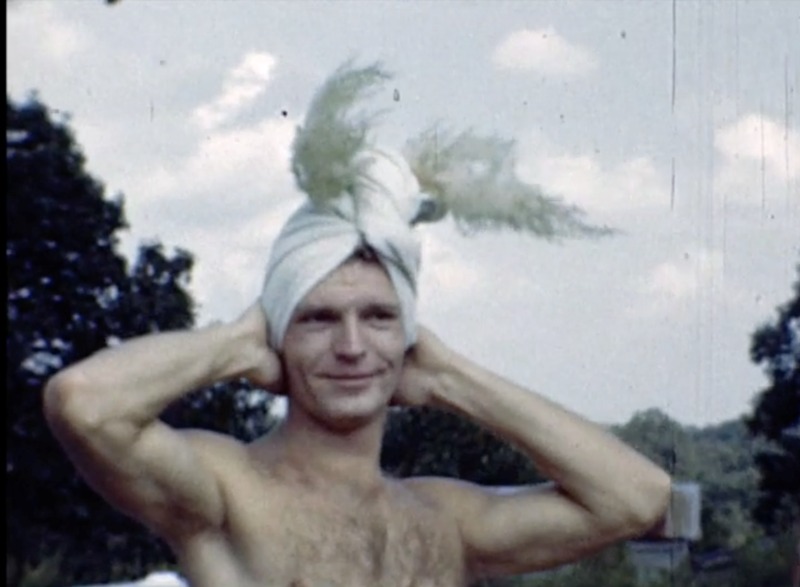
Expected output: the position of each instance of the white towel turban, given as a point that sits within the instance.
(317, 239)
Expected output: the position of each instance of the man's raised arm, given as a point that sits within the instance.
(602, 491)
(104, 410)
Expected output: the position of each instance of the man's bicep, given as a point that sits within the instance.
(157, 475)
(528, 529)
(515, 530)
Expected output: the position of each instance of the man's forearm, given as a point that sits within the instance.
(588, 463)
(138, 379)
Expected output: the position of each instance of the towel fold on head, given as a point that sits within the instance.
(376, 212)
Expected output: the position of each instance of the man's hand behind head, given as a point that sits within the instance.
(425, 364)
(261, 364)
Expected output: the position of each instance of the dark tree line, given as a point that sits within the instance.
(776, 416)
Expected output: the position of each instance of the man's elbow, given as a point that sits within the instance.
(65, 402)
(650, 504)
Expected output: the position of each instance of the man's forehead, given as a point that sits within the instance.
(360, 279)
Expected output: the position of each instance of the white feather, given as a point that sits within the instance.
(325, 152)
(473, 178)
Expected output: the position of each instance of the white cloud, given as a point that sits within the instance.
(584, 181)
(58, 40)
(760, 162)
(543, 51)
(243, 84)
(256, 156)
(758, 138)
(677, 283)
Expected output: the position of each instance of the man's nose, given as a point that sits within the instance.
(349, 341)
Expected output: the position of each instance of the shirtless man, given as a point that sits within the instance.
(307, 505)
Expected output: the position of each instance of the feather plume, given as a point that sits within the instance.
(325, 148)
(472, 177)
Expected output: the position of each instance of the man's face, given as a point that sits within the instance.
(344, 348)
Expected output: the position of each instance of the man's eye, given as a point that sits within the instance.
(381, 315)
(317, 317)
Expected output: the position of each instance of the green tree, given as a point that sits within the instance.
(70, 293)
(427, 441)
(775, 346)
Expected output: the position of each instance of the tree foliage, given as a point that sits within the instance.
(70, 293)
(775, 346)
(427, 441)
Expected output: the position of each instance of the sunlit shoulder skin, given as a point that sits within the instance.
(307, 505)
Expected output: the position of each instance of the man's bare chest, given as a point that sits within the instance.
(311, 540)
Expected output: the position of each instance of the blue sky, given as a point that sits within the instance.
(674, 122)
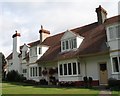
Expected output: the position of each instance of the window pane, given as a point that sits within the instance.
(115, 64)
(36, 70)
(39, 71)
(74, 69)
(63, 45)
(39, 50)
(67, 45)
(61, 70)
(65, 69)
(111, 31)
(78, 68)
(74, 43)
(118, 31)
(35, 50)
(69, 69)
(33, 71)
(30, 52)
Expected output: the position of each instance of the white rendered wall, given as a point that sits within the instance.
(16, 60)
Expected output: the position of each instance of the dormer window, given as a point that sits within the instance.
(69, 44)
(70, 41)
(114, 32)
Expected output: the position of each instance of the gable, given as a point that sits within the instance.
(25, 47)
(68, 34)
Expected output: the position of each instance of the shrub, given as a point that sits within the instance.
(112, 82)
(43, 82)
(90, 81)
(30, 82)
(85, 81)
(52, 71)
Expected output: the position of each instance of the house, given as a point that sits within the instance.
(91, 50)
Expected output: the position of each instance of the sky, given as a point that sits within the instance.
(55, 15)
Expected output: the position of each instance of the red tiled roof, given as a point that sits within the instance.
(9, 56)
(94, 42)
(112, 20)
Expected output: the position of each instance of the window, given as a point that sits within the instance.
(74, 69)
(61, 70)
(74, 43)
(69, 69)
(115, 64)
(40, 71)
(118, 31)
(24, 70)
(11, 63)
(114, 32)
(35, 50)
(36, 70)
(111, 30)
(30, 52)
(31, 72)
(78, 68)
(67, 46)
(63, 45)
(39, 50)
(65, 69)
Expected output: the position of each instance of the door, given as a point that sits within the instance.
(103, 74)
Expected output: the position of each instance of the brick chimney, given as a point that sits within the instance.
(16, 51)
(101, 14)
(43, 34)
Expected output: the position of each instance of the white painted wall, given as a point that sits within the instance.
(36, 78)
(16, 61)
(88, 67)
(92, 66)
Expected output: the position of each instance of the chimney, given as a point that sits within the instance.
(16, 42)
(16, 52)
(43, 34)
(101, 14)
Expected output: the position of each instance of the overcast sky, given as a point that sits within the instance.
(55, 15)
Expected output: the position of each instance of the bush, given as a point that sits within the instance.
(90, 80)
(43, 82)
(31, 82)
(85, 81)
(112, 82)
(14, 76)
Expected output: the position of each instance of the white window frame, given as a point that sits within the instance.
(115, 34)
(70, 44)
(113, 65)
(68, 69)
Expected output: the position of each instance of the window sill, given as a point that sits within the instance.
(74, 49)
(70, 75)
(115, 73)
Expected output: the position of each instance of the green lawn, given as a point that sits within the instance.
(20, 88)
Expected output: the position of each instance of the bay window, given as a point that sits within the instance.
(69, 69)
(116, 64)
(68, 44)
(65, 69)
(35, 71)
(114, 32)
(61, 69)
(74, 68)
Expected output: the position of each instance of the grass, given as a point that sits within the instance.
(22, 88)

→ **Exercise**
Without including any pictures, print each record exactly.

→ **Solution to the exercise**
Expected output: the position of each instance of the white towel turban, given as a point that sits within the instance.
(317, 239)
Expected output: the position of each instance of the man's raised arm, given as a point that sits within the instance.
(602, 491)
(104, 410)
Expected output: the position of each instance of the man's bicep, given as a point that sits within the instance.
(157, 475)
(528, 529)
(515, 530)
Expected output: the position of each instance of the man's forearm, given as a point that sits within the instance.
(588, 463)
(138, 379)
Expected output: the position of each instance of the towel fold on head, given as a point that sits within the instance.
(376, 212)
Expected output: the position of each instance of the man's hand behind head, given as a point that sits within the instance.
(425, 364)
(261, 364)
Expected output: the position of each instance of the dark tree line, given as a point that sits within the instance.
(776, 416)
Expected output: the position of each instance of the man's elbow, given as a point that sits within the instance.
(65, 402)
(650, 504)
Expected output: the position of each instance of the man's forehead, given as a point that sits within the instance.
(360, 279)
Expected output: the position of each instance of the white feather, given as a point that sits within the instance.
(325, 152)
(473, 178)
Expected output: the position of each instance of the white cloud, given as a point that sits within the instance.
(584, 181)
(58, 40)
(760, 162)
(543, 51)
(243, 84)
(256, 156)
(758, 138)
(677, 283)
Expected output: the position of each instance of the man's nose, given as a point that sits within the instance.
(349, 341)
Expected output: the position of each instance of the shirtless man, given as a point that sits within the instance.
(307, 505)
Expected output: the position of each instance of the feather plume, given as a point that sits within the instance.
(325, 148)
(472, 177)
Expected output: the position of each instance of the man's face, given as a point that sits within the instance.
(344, 348)
Expected output: the position of each instance of the man's eye, given as a point that sits within the instance.
(381, 315)
(317, 317)
Expected output: the position of each instance of the green tree, given as a point that sits within the instance.
(70, 293)
(427, 441)
(775, 346)
Expected output: the position of each instance of the tree foliage, given as a point that sits within the instance.
(70, 293)
(775, 346)
(427, 441)
Expected output: the position of each instance of the sunlit shoulder skin, given as a point that sits within the instance.
(307, 505)
Expected output: the position of each instance of the man's bare chest, given as a point that sits within the instance.
(311, 540)
Expected output: the position of each instance of the blue sky, given as a point that sits within the instance.
(674, 122)
Expected output: the position of each instance of the window pane, given as a point that sits within the instance.
(115, 64)
(36, 70)
(39, 71)
(74, 69)
(63, 45)
(39, 50)
(67, 45)
(61, 70)
(65, 69)
(111, 31)
(78, 68)
(74, 43)
(118, 31)
(35, 50)
(69, 69)
(33, 71)
(30, 52)
Expected output: the position of each instance of the white rendered wall, given as a point that sits within the instance.
(16, 60)
Expected output: the position of each instance of the dormer window, given as a point that sits within the instance.
(69, 44)
(70, 41)
(114, 32)
Expected output: the position of each instance of the gable, given as a point that sits within the instance.
(25, 47)
(68, 34)
Expected output: the position of each instance of the shrub, given as a point that sits within the instance.
(112, 82)
(43, 82)
(90, 81)
(30, 82)
(85, 81)
(52, 71)
Expected output: the position of each instance of the house, given as a point that sits within the instance.
(91, 50)
Expected output: the position of each instance of the sky, given as a point that sits within the instance.
(55, 15)
Expected output: the position of each instance of the red tiled roof, given as a point that sits within the instance.
(9, 56)
(94, 42)
(112, 20)
Expected output: the position of each instance of the window, given as a point that sits within the instance.
(74, 69)
(61, 70)
(74, 43)
(69, 69)
(115, 64)
(40, 71)
(118, 31)
(24, 70)
(11, 63)
(114, 32)
(35, 50)
(36, 70)
(111, 30)
(30, 52)
(31, 72)
(78, 68)
(67, 46)
(63, 45)
(39, 50)
(65, 69)
Expected output: the position of each instance of the door, given as a point that sits within the instance.
(103, 74)
Expected output: the position of each instance of the brick chimney, given as a point that sits within the instance.
(16, 51)
(101, 14)
(43, 34)
Expected output: the position of each instance of the white painted wall, given as a point that sits within the instance.
(36, 78)
(16, 61)
(88, 67)
(92, 66)
Expected output: the position of each instance of the chimney, given as a point that sits within the instance.
(16, 42)
(16, 52)
(43, 34)
(101, 14)
Expected output: the position of each instance of the overcast sky, given as a point that sits within the instance.
(55, 15)
Expected output: the position of each instance of the bush, given as a point that sits within the instance.
(90, 80)
(43, 82)
(31, 82)
(85, 81)
(112, 82)
(14, 76)
Expected output: the position of each instance of the white window frame, given as a point that sits within the instance.
(115, 34)
(70, 44)
(113, 65)
(68, 69)
Expected output: the position of each instance of the window sill, given as a point that sits within the instance.
(74, 49)
(70, 75)
(115, 73)
Expected output: the position of each instance of the green lawn, given as a point that sits within the instance.
(20, 88)
Expected output: the position of each instance of the bay window, given as a point that sits within the instance.
(69, 69)
(116, 64)
(68, 44)
(65, 69)
(35, 71)
(114, 32)
(61, 69)
(74, 68)
Expected output: the position of each instance of the grass, given as a point that sits within the instance.
(22, 88)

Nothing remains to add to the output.